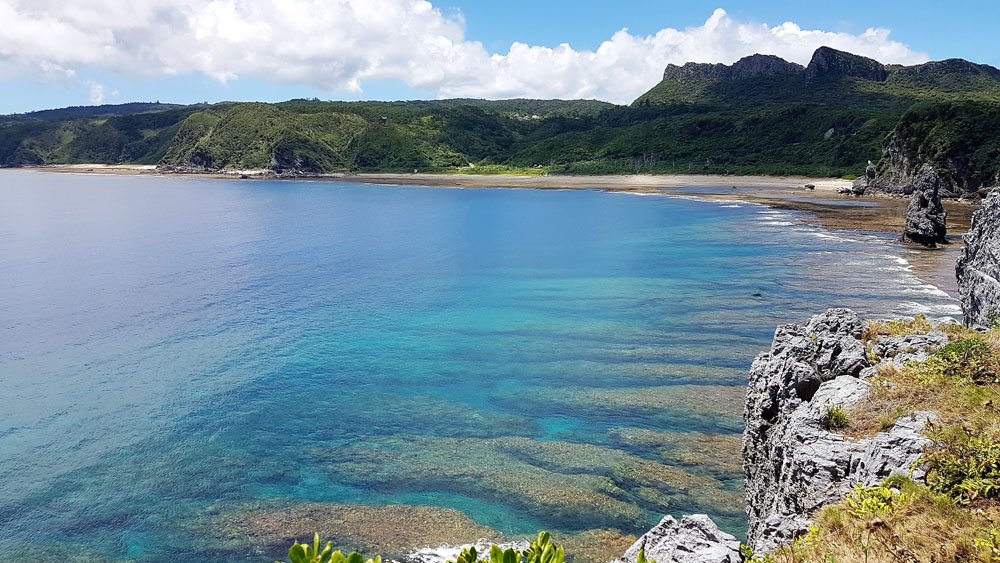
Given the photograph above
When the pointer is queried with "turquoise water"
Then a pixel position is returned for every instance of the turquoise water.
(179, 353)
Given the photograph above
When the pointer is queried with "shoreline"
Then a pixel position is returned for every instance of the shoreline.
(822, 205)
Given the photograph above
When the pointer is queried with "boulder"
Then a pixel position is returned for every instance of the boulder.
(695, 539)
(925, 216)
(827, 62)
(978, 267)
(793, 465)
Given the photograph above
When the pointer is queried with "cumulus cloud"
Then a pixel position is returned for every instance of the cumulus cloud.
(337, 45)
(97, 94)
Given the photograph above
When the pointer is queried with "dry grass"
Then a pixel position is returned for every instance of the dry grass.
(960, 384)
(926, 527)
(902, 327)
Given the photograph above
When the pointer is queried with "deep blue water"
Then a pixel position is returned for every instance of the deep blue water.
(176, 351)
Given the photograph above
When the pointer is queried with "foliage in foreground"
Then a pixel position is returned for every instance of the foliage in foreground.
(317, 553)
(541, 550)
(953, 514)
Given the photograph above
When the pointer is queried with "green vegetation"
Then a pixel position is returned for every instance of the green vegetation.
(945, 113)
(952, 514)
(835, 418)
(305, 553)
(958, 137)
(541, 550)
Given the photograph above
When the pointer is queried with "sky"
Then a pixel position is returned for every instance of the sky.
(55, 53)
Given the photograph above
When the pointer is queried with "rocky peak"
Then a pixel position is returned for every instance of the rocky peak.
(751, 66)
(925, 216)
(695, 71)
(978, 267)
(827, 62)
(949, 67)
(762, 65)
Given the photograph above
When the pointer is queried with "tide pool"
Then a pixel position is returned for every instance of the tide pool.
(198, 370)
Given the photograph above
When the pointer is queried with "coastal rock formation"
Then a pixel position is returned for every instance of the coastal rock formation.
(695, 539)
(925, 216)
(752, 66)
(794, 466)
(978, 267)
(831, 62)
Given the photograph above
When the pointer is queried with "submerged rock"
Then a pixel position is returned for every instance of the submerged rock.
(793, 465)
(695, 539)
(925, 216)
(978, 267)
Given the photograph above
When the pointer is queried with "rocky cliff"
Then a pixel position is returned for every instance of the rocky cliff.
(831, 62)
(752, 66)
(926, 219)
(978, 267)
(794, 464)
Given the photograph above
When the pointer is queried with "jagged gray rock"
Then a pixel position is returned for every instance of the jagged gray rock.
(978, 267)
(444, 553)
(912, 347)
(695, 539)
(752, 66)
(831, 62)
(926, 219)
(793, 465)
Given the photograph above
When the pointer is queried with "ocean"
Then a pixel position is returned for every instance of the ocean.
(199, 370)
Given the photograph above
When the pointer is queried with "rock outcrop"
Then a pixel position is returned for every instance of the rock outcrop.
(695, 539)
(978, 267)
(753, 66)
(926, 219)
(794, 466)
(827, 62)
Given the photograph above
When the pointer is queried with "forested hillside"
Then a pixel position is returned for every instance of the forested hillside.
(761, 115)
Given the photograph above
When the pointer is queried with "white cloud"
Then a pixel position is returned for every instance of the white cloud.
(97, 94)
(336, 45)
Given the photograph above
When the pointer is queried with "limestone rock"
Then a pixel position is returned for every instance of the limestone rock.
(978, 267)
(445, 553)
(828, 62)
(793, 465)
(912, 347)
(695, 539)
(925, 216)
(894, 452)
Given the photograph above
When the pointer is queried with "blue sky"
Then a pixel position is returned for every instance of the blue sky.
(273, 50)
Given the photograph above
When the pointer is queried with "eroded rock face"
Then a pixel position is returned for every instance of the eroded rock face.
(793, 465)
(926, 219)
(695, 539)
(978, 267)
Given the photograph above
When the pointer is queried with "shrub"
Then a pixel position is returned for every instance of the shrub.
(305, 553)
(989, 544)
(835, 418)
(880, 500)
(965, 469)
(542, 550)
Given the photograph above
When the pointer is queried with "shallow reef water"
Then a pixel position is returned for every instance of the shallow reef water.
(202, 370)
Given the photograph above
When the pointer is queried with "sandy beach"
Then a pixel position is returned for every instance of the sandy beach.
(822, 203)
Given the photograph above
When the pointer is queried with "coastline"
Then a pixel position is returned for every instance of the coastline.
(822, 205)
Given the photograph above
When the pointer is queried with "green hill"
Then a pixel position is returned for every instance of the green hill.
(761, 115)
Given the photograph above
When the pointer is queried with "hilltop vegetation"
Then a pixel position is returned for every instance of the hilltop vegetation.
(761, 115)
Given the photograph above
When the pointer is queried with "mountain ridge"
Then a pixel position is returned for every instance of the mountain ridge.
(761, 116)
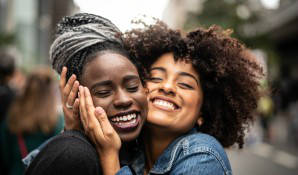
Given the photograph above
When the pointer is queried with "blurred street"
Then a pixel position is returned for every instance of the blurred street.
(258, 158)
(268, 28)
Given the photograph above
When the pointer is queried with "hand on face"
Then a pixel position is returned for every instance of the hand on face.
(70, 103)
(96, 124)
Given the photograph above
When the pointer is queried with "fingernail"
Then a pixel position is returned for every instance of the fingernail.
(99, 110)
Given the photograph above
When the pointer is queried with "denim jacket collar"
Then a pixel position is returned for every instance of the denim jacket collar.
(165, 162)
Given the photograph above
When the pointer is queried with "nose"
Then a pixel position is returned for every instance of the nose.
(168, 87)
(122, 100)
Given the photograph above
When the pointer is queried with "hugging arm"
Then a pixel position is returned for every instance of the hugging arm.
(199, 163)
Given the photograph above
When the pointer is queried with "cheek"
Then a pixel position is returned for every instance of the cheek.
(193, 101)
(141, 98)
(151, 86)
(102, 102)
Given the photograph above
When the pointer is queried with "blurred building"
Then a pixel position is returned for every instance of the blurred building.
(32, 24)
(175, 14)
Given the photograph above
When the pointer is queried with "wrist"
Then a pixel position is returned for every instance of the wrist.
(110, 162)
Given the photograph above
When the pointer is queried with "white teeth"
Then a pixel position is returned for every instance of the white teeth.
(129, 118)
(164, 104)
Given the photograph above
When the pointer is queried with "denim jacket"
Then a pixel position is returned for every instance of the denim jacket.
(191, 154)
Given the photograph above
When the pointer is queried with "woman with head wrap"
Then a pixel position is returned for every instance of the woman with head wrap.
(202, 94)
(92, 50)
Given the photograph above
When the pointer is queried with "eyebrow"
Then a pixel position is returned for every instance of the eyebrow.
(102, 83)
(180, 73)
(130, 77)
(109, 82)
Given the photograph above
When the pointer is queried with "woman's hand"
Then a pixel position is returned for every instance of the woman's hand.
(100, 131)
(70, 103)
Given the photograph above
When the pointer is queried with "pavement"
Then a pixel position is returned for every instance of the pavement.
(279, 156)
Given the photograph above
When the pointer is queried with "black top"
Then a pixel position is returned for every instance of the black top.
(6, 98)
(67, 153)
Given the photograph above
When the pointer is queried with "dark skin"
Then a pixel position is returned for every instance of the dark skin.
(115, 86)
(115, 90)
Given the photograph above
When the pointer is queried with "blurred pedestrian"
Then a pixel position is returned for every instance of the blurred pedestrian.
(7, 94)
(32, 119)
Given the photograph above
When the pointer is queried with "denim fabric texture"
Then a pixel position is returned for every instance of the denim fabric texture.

Problem to solve: List each line in the listing that contains the string "texture".

Result of this task:
When the pointer is queried with "denim fabric texture"
Then a pixel position is returned for every instance of the denim fabric texture.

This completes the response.